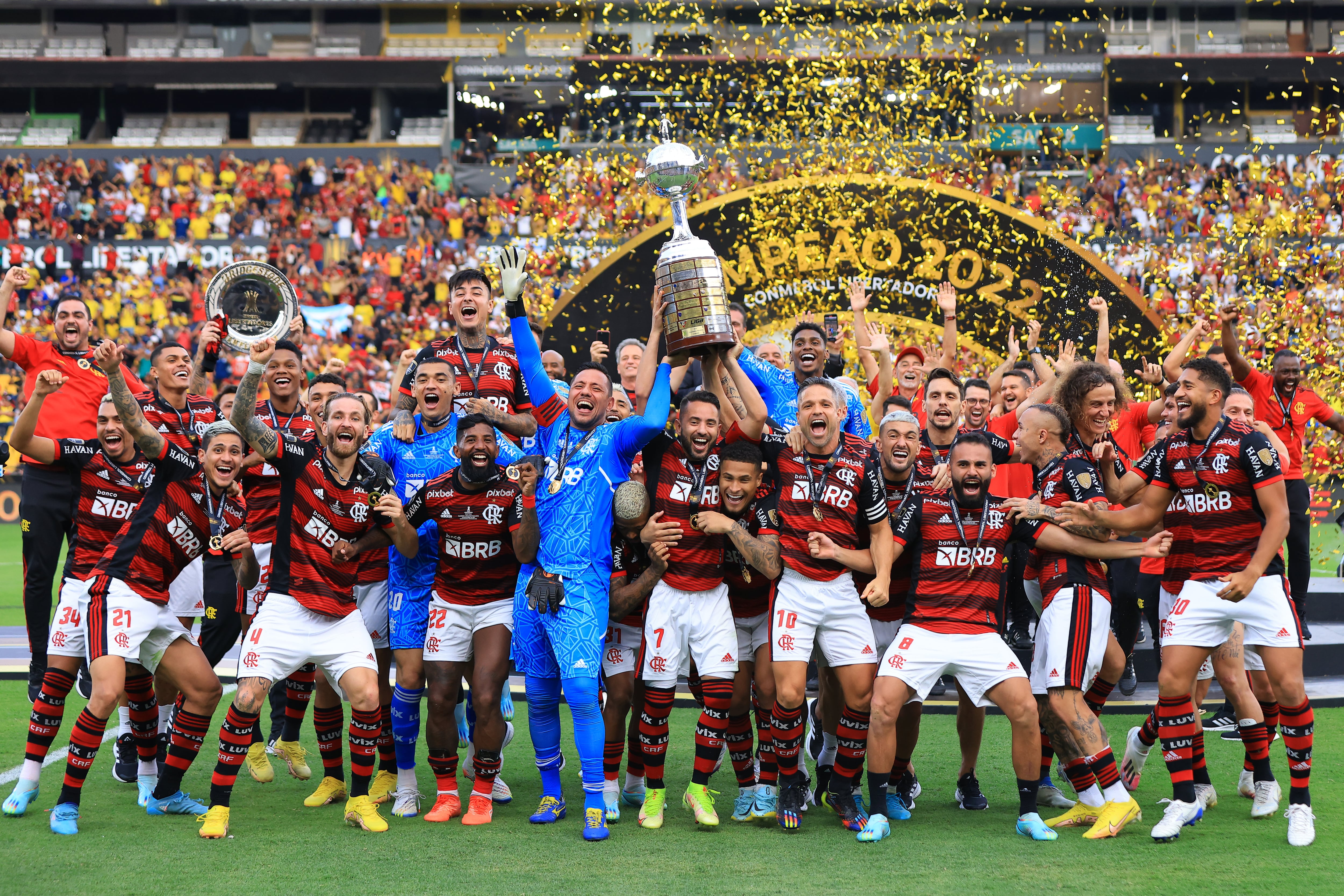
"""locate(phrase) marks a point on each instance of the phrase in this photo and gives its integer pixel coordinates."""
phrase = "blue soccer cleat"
(23, 794)
(874, 829)
(64, 820)
(1033, 827)
(549, 812)
(178, 804)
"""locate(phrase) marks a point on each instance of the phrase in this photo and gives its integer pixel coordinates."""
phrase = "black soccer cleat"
(968, 793)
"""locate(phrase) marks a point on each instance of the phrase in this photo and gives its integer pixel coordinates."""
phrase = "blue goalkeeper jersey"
(414, 464)
(780, 390)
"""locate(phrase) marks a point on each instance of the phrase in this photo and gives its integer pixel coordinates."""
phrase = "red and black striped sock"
(487, 766)
(234, 739)
(444, 765)
(386, 745)
(84, 747)
(654, 733)
(299, 694)
(327, 723)
(740, 749)
(1299, 726)
(144, 715)
(1099, 694)
(1177, 726)
(712, 729)
(788, 738)
(48, 712)
(853, 743)
(365, 726)
(189, 734)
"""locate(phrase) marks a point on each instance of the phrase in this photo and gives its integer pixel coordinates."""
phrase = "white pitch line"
(61, 754)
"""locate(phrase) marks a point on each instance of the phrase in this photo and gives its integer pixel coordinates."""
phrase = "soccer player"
(830, 496)
(112, 480)
(558, 631)
(486, 527)
(957, 539)
(689, 615)
(328, 494)
(749, 523)
(635, 572)
(1073, 629)
(1288, 406)
(488, 379)
(1236, 507)
(131, 631)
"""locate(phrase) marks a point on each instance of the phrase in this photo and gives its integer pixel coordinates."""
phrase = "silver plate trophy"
(259, 300)
(689, 270)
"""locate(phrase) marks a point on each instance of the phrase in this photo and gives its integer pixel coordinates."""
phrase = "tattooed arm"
(108, 358)
(261, 437)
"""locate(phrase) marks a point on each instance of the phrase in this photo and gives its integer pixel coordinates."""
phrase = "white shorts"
(126, 625)
(1198, 617)
(68, 636)
(979, 662)
(827, 613)
(371, 600)
(753, 633)
(285, 635)
(259, 592)
(884, 633)
(1070, 640)
(448, 639)
(623, 649)
(186, 597)
(681, 627)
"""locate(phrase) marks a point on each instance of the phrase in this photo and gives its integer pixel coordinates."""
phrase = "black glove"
(545, 592)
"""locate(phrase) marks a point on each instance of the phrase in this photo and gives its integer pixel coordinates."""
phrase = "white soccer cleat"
(1302, 825)
(1177, 816)
(1268, 796)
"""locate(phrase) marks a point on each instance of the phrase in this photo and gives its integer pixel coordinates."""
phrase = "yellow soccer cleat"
(259, 765)
(651, 813)
(1113, 819)
(214, 823)
(362, 812)
(699, 800)
(328, 792)
(1081, 816)
(295, 758)
(381, 789)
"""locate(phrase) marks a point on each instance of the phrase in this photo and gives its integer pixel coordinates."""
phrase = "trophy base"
(691, 279)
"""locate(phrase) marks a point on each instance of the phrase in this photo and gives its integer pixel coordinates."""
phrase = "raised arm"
(108, 358)
(22, 438)
(261, 437)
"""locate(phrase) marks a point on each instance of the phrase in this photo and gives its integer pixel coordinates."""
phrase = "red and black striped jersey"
(316, 511)
(170, 529)
(1217, 480)
(476, 561)
(109, 494)
(851, 499)
(1070, 477)
(630, 561)
(501, 379)
(750, 598)
(673, 480)
(182, 428)
(955, 584)
(261, 483)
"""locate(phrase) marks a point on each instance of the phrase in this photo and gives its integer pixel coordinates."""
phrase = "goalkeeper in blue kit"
(561, 601)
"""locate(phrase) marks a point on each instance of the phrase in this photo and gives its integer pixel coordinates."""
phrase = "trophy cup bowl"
(689, 272)
(259, 300)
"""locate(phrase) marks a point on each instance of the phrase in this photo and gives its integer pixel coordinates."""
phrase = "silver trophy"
(689, 270)
(259, 300)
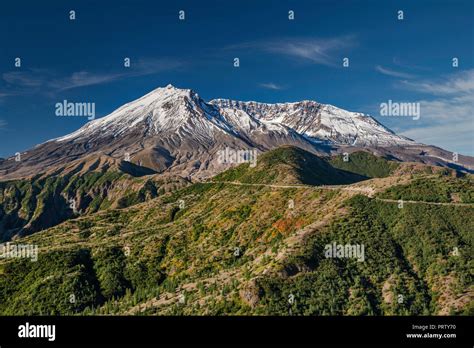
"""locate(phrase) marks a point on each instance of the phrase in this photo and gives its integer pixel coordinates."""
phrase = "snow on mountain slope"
(174, 130)
(319, 122)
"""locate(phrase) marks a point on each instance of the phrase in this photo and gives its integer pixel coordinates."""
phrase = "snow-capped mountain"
(174, 130)
(316, 121)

What you have to do:
Repeat the records exactly, without the pictures.

Expected answer:
"""locate(phrase) marks a point on each instance of the phrase in this photo and gives its integer pixel coordinates."""
phrase = "blue soccer cleat"
(23, 794)
(874, 829)
(64, 820)
(1033, 827)
(549, 812)
(178, 804)
"""locate(phrase) marks a point on each instance of the phrase in this photo and gives its integer pixel coordinates."""
phrase = "black soccer cleat"
(968, 793)
"""locate(phrase) marks a point on each instance of the phrase in this photo and gives its integer pixel coordinates."""
phrase = "blue goalkeeper jersey"
(414, 464)
(780, 390)
"""locate(phrase) marks a point on each instance of the phrase in this photo and gives its integer pixel coordinates."""
phrase = "red and black striped sock"
(487, 766)
(234, 739)
(444, 765)
(386, 745)
(84, 747)
(654, 733)
(299, 694)
(327, 723)
(740, 749)
(1299, 726)
(144, 715)
(1099, 694)
(1177, 726)
(712, 729)
(788, 738)
(48, 712)
(853, 743)
(365, 726)
(189, 734)
"""locate(phrase) marks a point on each instance of the phrase in this photo and gives its integer pixel coordinates."""
phrase = "white pitch line"
(61, 754)
"""locate(phrase) marks a point on each instance of the phrase in this photo and gives its integer pixel coordinates."""
phrase = "soccer player"
(830, 496)
(112, 480)
(558, 631)
(486, 527)
(957, 539)
(689, 615)
(328, 494)
(749, 523)
(635, 572)
(1073, 629)
(1288, 406)
(488, 379)
(1236, 507)
(131, 631)
"""locate(phrase) marks a point on each instance of the phrase in this photo and gives its integer pixel coordinates."""
phrase = "silver plate trophy"
(259, 300)
(689, 270)
"""locate(phrase) marks a point on each instance of the phrase in this photo and gives its integer pixel coordinates."""
phrase = "tattooed arm"
(108, 358)
(261, 437)
"""locate(phrase) marks a point on each instance of the phrase in this photo and gives its integer pixel coordinates."""
phrase = "white shorts"
(126, 625)
(1198, 617)
(68, 636)
(979, 662)
(827, 613)
(371, 600)
(753, 633)
(285, 635)
(259, 592)
(884, 633)
(1070, 640)
(448, 639)
(623, 649)
(186, 597)
(681, 627)
"""locate(phrase) marks a point on each instance of the phrase in this photo and gives its integer pixel coordinates."""
phrase = "black glove"
(545, 592)
"""locate(phrase) marks a point on each instance of the phrase in this photo and gives its integer pixel coordinates."""
phrase = "white soccer cleat"
(1302, 825)
(1177, 816)
(1268, 796)
"""locate(phrase) marks a point on each instance of the phrase in this photo and gives its integer pixel coordinates."""
phrase = "yellow soccer cleat"
(259, 765)
(651, 813)
(1113, 819)
(214, 823)
(362, 812)
(699, 800)
(328, 792)
(1081, 816)
(295, 758)
(381, 789)
"""locate(phrase) marks a point on each instance of the phrase in this photo and gives its integer pixel coordinates."""
phrase = "trophy base"
(691, 279)
"""locate(phrase) marks a point on each instance of the phrase in this photo and gives its integer pixel coordinates."""
phrase = "raised arm"
(108, 358)
(22, 438)
(261, 437)
"""locate(phrase) marks a point on each instance of the phrase in this photo and gives its integer pixel coordinates."""
phrase = "red and black striped jersey"
(316, 511)
(170, 529)
(1217, 480)
(476, 561)
(109, 494)
(851, 499)
(1070, 477)
(630, 561)
(501, 379)
(750, 598)
(673, 480)
(182, 428)
(955, 584)
(261, 483)
"""locate(phrase) marks a point on each instance of the phrase in this photo and gives its integer pixel coordinates."""
phrase = "goalkeeper in blue kit"
(561, 601)
"""locate(phrase) marks a point on each instance of the phrase in this photo and gives its integer pixel coordinates."""
phrase = "trophy cup bowl"
(689, 272)
(259, 300)
"""locate(phrase) marks a point on each instance of the phrase in this photo and gives its integer pixel coordinates."""
phrase = "silver trophy"
(689, 270)
(259, 300)
"""locate(phrase) marks a point on each instance of the phrase in this photo and gives its integer pixel coordinates."""
phrase = "snow on mountain slope"
(174, 130)
(319, 122)
"""locate(phrase) marks a point on each instance of the phrase in this photo and gives its integer pixel coordinates."""
phrase = "snow-capped mountain"
(174, 130)
(316, 121)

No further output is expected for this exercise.